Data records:
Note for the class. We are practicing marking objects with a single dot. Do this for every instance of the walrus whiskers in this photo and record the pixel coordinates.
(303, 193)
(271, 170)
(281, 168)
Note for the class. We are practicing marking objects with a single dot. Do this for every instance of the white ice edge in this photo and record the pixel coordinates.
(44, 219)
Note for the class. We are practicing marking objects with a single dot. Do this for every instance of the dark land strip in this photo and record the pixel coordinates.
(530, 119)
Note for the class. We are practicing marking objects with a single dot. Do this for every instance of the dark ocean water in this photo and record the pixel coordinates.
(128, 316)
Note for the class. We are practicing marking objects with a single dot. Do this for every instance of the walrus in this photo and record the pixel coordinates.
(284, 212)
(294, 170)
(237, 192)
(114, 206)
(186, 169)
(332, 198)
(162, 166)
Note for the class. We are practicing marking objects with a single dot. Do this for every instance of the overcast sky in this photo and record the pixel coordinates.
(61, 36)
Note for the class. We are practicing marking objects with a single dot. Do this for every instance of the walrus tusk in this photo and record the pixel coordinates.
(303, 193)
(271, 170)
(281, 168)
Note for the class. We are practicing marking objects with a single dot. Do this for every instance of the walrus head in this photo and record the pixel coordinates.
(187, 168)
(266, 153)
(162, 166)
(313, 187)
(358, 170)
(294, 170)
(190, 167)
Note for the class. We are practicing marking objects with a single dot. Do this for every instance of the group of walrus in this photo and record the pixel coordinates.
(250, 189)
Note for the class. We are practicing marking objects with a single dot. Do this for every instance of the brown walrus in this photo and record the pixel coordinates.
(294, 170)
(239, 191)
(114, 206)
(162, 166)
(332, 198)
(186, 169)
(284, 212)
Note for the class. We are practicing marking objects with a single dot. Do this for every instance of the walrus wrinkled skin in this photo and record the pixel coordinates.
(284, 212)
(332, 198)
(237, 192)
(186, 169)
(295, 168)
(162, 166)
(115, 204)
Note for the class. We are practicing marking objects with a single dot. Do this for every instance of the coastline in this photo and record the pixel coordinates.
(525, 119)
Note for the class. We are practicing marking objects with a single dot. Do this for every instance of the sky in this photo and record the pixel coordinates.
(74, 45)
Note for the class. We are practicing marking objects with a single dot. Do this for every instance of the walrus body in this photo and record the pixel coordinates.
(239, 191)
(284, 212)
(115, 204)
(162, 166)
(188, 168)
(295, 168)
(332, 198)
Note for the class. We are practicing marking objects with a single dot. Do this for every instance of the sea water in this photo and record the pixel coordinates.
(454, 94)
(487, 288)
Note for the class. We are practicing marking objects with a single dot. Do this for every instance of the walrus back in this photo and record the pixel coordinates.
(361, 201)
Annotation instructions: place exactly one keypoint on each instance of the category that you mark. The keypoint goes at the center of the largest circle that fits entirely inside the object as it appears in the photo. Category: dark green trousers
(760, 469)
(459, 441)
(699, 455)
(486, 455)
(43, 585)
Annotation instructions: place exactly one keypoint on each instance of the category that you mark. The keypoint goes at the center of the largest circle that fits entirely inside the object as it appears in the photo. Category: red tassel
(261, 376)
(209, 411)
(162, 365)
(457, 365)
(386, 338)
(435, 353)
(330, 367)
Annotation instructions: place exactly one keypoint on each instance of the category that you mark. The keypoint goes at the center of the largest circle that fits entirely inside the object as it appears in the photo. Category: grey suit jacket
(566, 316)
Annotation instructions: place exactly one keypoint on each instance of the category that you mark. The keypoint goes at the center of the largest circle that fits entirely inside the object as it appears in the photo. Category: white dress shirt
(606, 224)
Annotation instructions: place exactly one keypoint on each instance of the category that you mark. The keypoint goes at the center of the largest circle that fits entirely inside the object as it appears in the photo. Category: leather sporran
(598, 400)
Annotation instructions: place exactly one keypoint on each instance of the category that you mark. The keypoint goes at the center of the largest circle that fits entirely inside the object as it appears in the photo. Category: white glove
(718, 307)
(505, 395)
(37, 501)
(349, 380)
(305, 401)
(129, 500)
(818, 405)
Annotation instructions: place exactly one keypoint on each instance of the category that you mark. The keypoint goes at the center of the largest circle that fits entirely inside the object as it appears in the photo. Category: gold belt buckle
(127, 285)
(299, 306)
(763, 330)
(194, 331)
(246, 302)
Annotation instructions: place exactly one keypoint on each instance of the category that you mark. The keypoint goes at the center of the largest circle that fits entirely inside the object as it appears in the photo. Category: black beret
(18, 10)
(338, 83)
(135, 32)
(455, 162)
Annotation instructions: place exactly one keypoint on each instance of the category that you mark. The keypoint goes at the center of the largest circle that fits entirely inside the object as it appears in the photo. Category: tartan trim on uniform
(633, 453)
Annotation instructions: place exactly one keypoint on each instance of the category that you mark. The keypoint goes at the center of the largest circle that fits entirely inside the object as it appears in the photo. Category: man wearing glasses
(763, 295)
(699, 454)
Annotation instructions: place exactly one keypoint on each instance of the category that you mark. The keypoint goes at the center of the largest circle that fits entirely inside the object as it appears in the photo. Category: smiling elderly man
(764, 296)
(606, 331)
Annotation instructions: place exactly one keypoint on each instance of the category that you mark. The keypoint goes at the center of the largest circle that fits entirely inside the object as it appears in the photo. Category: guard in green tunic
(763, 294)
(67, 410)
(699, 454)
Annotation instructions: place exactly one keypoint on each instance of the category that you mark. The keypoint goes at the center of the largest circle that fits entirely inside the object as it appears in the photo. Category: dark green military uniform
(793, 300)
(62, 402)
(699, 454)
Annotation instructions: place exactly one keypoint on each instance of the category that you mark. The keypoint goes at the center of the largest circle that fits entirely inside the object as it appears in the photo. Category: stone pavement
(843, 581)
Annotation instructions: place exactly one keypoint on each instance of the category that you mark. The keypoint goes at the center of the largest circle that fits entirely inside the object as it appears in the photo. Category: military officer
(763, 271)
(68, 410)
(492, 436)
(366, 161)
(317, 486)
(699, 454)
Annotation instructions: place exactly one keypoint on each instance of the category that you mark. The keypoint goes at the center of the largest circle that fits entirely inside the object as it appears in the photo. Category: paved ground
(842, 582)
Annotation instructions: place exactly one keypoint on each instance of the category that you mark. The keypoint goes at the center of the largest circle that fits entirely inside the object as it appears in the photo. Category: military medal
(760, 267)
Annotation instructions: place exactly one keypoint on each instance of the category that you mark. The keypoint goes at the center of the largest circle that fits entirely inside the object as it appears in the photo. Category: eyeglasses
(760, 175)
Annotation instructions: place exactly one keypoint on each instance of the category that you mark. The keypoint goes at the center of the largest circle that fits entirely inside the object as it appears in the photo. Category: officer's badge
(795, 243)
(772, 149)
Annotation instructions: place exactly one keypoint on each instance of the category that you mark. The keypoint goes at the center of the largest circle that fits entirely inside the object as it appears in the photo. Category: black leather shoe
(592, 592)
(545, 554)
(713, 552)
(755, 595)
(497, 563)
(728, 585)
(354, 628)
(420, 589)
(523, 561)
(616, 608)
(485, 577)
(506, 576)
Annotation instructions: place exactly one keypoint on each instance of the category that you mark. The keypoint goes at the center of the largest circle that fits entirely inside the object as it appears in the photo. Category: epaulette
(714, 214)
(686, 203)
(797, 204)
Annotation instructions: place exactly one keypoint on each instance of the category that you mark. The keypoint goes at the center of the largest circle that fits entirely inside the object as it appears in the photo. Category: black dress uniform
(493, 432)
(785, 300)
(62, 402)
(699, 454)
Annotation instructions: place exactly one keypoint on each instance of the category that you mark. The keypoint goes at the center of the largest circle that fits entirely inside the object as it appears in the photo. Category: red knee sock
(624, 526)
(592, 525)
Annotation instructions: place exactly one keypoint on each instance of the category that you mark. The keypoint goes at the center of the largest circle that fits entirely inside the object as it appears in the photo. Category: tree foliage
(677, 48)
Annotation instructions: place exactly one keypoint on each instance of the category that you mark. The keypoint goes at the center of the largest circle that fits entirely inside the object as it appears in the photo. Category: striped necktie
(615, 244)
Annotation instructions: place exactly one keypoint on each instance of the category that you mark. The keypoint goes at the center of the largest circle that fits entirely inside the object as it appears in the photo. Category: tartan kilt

**Directions for this task:** Repeat, without change, each line of the data above from the one that contains "black dress uniform" through the final line, counting both.

**Result below:**
Annotation instructions: place exactly one keypoint on each instance of the category that you mark. The keypoint goes at the center of the largest circle that fits entirely inside the object as it appears in the photo. Category: black dress uniform
(493, 432)
(785, 300)
(62, 402)
(699, 454)
Annotation instructions: place exactly one keypoint on each instance of the category that you mark. The keypoint goes at the center of the largest circle that fits entirely inside the object as it appears in the photo. Category: red knee sock
(624, 526)
(592, 525)
Annotation instructions: place exactly one keypoint on each instance of the category that you mark. The keypoint goes at the center of the largest circle that fits entirely inside the object as it appears in the photo. Category: tree foliage
(677, 48)
Annotation instructions: place exactly one keypoint on each instance of the category that you mark. The keypoint goes at the center of the largest circle that fits entirely inside the object as it appears in the photo. Category: striped necktie
(615, 244)
Annotation instructions: place exactly one keypoint on each instance of the category that you mark. The keypoint goes at the center of the largest circle that fits entirely inside the object as it appears in the photo. Category: tartan kilt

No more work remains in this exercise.